### [SHORT TASK]
Rewrite all the records below, replacing "a pin for each instance" with "one pin per instance" everywhere and leaving everything else as it is. Leave out the pictures.

━━━ DATA SUPPLIED

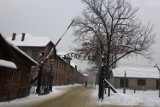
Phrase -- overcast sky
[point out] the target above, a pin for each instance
(51, 18)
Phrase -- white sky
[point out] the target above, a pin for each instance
(51, 18)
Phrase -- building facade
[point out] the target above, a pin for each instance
(139, 78)
(15, 70)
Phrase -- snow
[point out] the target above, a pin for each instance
(62, 54)
(140, 98)
(138, 72)
(7, 64)
(34, 98)
(29, 40)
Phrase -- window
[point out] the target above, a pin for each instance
(122, 83)
(35, 54)
(141, 82)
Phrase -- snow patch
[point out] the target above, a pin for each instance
(7, 64)
(140, 98)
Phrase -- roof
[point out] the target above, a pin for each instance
(12, 48)
(29, 40)
(136, 72)
(62, 55)
(22, 53)
(8, 64)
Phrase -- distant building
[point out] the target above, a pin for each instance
(38, 48)
(15, 70)
(140, 78)
(57, 69)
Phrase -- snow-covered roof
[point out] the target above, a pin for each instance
(7, 64)
(29, 40)
(136, 72)
(19, 50)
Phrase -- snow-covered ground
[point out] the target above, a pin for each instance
(34, 98)
(149, 98)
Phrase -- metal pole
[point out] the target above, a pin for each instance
(159, 78)
(159, 83)
(124, 89)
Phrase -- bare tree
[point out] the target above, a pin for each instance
(110, 28)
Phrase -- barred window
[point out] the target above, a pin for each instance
(141, 82)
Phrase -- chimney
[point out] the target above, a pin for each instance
(13, 36)
(23, 37)
(68, 59)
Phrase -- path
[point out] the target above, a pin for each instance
(77, 97)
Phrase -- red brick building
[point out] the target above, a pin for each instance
(15, 70)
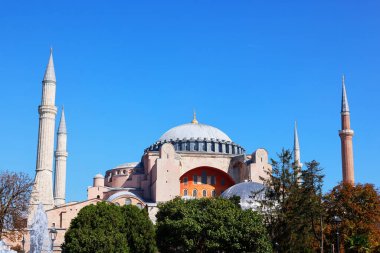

━━━━━━

### [COMPLETE OUTPUT]
Phrase -- overcast sky
[point out] the target above, one pin per instance
(51, 18)
Phrase -- white sky
[point out] the target above, one pin per instance
(51, 18)
Phrase -- building facade
[point out] the target above, one pin per instance
(139, 78)
(15, 70)
Phrase -- snow
[point out] the target above, one pin per instance
(62, 54)
(140, 98)
(138, 72)
(7, 64)
(34, 98)
(29, 40)
Phrase -- window
[point out] the target above, one pin per instance
(122, 83)
(35, 54)
(141, 82)
Phrase -- snow patch
[point out] the target above, one pin per instance
(7, 64)
(140, 98)
Phrase -- roof
[point out] the target above, one pin per instance
(12, 48)
(29, 40)
(136, 72)
(62, 55)
(22, 53)
(8, 64)
Phrase -- distant building
[point out] the target above, one pin per instance
(38, 48)
(15, 70)
(140, 78)
(57, 69)
Phrase -- snow-covered roof
[point out] the target above, one pin per instance
(7, 64)
(29, 40)
(136, 72)
(19, 50)
Phrase -- snow-covered ground
[point out] the target above, one pin per instance
(34, 98)
(149, 98)
Phrase -- metal pole
[point out] the target above, one pin per instance
(159, 78)
(159, 83)
(124, 89)
Phrase -- bare tree
[point out] the target above, one pin per instance
(110, 28)
Phrase -- barred window
[point out] the target above, one pin per instance
(141, 82)
Phrase -- chimney
[point out] the target above, one pin per instance
(13, 36)
(23, 37)
(68, 59)
Phrase -- path
[point out] the target above, one pin per instance
(77, 97)
Phrase -- red brick building
[point out] the target above, one pin per instance
(15, 70)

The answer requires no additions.